### [WORK TO BE COMPLETED]
Pick out each line below that contains the word "jacket". Only matches with the same capitalization count.

### [DATA ROWS]
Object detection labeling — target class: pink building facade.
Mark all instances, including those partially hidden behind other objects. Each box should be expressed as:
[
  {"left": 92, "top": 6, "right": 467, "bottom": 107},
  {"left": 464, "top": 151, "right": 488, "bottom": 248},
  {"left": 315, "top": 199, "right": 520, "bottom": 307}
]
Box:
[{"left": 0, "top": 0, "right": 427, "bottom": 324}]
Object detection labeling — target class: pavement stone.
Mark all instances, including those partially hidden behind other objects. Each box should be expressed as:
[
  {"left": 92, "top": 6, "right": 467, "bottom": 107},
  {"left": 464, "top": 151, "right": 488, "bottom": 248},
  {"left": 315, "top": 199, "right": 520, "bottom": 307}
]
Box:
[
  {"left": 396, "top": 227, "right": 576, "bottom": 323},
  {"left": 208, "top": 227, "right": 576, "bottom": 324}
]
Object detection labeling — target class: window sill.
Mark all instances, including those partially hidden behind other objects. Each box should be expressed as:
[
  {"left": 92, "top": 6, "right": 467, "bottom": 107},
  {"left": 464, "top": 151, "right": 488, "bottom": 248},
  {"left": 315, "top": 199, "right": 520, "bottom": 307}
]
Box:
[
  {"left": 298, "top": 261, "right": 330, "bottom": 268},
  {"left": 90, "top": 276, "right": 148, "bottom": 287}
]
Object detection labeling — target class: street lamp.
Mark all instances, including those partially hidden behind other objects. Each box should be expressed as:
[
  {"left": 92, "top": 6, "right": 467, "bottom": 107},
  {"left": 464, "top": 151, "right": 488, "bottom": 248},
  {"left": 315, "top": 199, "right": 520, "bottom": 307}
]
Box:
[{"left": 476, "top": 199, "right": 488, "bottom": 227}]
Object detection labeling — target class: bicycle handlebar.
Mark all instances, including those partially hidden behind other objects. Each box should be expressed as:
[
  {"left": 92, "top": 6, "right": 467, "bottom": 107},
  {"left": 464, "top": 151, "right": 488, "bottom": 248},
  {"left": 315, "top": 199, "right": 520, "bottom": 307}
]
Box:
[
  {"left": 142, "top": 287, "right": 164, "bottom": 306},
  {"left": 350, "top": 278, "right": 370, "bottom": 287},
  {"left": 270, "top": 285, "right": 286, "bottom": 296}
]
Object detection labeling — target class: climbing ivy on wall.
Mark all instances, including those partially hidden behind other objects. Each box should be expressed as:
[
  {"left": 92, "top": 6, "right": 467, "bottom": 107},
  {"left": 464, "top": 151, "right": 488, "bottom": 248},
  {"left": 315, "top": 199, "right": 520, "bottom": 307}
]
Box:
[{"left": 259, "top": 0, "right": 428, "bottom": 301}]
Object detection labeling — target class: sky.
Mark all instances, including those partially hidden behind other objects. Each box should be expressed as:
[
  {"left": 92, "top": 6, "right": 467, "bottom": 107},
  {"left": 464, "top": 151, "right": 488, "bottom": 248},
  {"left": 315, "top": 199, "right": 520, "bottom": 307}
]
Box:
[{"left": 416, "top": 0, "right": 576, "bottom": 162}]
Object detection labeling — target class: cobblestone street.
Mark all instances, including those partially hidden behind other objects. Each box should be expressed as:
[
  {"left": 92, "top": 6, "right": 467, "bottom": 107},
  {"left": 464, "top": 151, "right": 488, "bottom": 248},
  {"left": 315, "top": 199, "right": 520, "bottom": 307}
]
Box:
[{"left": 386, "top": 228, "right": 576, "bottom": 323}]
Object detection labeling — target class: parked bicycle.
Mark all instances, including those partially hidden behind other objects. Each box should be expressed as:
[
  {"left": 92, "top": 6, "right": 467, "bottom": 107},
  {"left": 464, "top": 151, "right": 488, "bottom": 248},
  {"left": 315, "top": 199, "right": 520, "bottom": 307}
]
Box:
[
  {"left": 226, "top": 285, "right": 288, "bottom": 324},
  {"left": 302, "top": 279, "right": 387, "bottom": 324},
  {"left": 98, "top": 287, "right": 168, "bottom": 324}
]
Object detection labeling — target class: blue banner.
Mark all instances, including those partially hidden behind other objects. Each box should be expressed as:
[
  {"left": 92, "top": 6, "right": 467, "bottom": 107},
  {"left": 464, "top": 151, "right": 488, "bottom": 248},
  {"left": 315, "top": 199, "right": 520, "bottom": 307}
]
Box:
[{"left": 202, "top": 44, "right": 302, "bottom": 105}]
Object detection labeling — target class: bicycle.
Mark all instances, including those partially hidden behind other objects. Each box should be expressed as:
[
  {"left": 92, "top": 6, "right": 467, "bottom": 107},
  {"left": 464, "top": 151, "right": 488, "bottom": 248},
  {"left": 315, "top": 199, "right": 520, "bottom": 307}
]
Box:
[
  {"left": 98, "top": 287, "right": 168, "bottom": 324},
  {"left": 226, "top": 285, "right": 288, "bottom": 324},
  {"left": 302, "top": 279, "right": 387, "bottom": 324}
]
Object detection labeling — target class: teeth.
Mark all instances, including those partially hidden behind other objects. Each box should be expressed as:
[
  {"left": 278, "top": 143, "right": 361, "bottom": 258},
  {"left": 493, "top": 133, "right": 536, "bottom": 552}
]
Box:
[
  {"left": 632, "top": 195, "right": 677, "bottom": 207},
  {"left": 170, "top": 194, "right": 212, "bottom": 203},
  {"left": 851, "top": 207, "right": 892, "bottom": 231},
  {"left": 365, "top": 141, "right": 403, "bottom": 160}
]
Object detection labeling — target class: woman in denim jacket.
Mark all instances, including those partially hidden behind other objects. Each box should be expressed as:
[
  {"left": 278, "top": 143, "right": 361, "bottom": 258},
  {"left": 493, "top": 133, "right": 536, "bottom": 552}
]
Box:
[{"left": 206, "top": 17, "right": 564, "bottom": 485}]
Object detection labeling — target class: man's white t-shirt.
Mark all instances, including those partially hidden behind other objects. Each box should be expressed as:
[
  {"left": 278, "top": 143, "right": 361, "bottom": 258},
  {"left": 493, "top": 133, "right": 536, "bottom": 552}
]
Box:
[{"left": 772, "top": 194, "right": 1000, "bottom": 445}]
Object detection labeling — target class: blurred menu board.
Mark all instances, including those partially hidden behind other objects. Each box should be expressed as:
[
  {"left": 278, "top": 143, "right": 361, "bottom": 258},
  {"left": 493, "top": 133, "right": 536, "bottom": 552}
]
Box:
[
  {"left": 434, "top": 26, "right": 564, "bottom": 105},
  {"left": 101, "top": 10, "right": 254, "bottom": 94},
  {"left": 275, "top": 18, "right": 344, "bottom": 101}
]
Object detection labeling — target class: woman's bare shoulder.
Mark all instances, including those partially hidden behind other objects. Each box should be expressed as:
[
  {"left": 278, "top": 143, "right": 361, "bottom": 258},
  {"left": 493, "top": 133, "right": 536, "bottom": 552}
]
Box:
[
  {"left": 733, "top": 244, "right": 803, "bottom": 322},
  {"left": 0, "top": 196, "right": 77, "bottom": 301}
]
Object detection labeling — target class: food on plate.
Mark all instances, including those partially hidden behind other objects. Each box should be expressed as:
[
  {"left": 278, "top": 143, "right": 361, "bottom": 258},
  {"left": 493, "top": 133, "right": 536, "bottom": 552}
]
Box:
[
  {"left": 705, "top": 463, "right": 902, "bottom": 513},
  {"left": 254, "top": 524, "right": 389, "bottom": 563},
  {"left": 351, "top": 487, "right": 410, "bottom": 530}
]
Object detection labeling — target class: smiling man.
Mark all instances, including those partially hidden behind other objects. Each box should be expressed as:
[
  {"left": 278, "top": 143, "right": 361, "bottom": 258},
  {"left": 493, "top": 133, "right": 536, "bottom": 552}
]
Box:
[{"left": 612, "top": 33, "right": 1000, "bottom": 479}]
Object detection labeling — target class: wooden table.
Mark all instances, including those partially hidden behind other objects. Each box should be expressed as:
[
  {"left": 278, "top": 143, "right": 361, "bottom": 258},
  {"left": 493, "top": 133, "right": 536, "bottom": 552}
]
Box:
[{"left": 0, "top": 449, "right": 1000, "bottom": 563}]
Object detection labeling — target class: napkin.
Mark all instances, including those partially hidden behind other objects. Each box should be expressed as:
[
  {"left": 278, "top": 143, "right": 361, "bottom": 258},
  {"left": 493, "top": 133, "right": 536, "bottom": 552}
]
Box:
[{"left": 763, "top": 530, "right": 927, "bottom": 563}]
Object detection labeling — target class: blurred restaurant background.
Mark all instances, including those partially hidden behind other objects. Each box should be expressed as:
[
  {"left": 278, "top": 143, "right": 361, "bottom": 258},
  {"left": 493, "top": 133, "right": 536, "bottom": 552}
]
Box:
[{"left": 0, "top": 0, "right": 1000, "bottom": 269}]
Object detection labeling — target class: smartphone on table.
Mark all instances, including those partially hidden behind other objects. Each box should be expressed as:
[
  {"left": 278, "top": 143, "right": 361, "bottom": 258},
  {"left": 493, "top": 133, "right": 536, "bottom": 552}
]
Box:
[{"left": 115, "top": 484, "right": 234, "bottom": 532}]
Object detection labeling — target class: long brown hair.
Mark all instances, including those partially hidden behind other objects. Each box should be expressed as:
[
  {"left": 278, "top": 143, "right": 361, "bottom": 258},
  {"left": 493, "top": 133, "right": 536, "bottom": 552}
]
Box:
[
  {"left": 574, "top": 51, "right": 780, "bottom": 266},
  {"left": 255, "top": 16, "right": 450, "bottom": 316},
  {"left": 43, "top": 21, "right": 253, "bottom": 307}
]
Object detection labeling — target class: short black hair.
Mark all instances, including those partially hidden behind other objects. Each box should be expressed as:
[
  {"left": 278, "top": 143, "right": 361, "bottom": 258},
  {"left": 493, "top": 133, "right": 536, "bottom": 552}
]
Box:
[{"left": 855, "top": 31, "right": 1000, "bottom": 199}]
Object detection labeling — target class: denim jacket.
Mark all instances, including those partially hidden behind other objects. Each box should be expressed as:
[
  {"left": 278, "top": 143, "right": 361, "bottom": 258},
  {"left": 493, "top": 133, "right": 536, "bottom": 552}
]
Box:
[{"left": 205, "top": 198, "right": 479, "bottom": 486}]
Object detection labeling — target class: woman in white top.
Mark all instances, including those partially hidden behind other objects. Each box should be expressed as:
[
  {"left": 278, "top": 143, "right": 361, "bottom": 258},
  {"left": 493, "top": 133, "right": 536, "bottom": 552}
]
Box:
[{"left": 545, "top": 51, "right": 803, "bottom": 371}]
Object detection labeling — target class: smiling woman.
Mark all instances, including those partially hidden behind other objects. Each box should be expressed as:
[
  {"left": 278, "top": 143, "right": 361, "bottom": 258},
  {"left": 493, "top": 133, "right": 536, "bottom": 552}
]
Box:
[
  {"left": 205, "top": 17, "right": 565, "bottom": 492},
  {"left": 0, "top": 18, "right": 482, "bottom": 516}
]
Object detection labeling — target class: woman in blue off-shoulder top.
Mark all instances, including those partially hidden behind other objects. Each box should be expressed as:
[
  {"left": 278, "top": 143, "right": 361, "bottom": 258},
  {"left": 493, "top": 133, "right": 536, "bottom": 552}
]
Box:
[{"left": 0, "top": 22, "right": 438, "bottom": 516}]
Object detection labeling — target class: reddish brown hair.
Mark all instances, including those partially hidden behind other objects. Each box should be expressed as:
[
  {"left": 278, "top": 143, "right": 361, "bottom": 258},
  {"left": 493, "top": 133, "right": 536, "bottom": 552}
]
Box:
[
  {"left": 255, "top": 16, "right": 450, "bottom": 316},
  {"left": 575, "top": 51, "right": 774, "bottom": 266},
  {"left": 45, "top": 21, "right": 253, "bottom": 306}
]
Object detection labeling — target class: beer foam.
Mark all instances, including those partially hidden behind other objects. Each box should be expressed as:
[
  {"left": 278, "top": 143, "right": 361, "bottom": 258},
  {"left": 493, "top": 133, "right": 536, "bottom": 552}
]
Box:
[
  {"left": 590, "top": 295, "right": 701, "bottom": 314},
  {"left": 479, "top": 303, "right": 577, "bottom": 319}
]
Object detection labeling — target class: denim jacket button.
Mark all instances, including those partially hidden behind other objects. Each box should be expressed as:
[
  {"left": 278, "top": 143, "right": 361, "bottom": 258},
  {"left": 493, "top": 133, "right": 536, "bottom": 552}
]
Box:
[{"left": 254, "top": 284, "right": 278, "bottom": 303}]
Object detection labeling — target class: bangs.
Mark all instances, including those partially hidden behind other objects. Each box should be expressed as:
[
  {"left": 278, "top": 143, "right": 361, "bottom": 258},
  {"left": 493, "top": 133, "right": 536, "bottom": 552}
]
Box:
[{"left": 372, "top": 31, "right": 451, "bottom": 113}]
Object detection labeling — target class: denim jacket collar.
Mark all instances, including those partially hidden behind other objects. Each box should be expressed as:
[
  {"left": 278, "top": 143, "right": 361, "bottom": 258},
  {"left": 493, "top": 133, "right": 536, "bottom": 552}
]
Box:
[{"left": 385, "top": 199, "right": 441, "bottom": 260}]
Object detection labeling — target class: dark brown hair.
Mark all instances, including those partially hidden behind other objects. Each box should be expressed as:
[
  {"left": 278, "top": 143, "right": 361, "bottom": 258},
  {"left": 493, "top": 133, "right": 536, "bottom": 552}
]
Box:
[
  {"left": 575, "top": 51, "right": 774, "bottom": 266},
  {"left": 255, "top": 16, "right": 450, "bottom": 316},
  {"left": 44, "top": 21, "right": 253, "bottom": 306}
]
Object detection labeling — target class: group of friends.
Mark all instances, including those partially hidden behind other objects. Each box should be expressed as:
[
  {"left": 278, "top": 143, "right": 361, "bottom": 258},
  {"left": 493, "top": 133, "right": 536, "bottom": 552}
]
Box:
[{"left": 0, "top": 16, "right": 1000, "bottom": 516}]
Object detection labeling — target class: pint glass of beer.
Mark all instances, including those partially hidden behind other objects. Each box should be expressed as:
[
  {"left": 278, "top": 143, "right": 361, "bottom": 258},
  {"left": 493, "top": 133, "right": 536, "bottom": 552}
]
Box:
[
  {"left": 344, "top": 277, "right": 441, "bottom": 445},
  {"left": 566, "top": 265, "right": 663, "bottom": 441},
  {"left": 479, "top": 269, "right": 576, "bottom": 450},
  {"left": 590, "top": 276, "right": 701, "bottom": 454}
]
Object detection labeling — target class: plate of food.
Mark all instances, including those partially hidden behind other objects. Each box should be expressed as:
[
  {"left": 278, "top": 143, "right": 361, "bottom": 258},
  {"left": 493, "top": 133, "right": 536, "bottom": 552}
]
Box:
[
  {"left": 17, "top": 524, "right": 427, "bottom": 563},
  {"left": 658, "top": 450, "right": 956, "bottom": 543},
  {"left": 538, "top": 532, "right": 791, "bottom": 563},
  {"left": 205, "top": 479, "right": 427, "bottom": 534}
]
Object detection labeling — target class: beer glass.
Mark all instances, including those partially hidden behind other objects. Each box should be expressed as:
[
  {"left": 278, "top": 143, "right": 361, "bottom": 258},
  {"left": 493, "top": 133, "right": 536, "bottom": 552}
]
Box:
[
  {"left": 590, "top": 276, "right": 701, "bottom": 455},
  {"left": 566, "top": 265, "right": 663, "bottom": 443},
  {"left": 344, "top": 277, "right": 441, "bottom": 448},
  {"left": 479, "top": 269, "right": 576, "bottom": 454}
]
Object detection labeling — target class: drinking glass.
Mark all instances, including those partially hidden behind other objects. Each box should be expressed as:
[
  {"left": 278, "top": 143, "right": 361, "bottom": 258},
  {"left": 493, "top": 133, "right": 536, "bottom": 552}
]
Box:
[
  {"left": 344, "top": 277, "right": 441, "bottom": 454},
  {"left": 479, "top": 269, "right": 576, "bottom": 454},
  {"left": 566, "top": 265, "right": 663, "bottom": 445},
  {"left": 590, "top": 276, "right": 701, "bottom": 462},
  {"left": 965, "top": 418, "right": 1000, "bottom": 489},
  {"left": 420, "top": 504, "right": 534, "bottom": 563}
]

### [SOLUTION TO THIS TASK]
Object detection labeling — target class: woman in denim jacket.
Object detection labeling — target class: denim jacket.
Object detection labeling — target class: denim jacket button.
Object detection labeling — target class: denim jacket collar.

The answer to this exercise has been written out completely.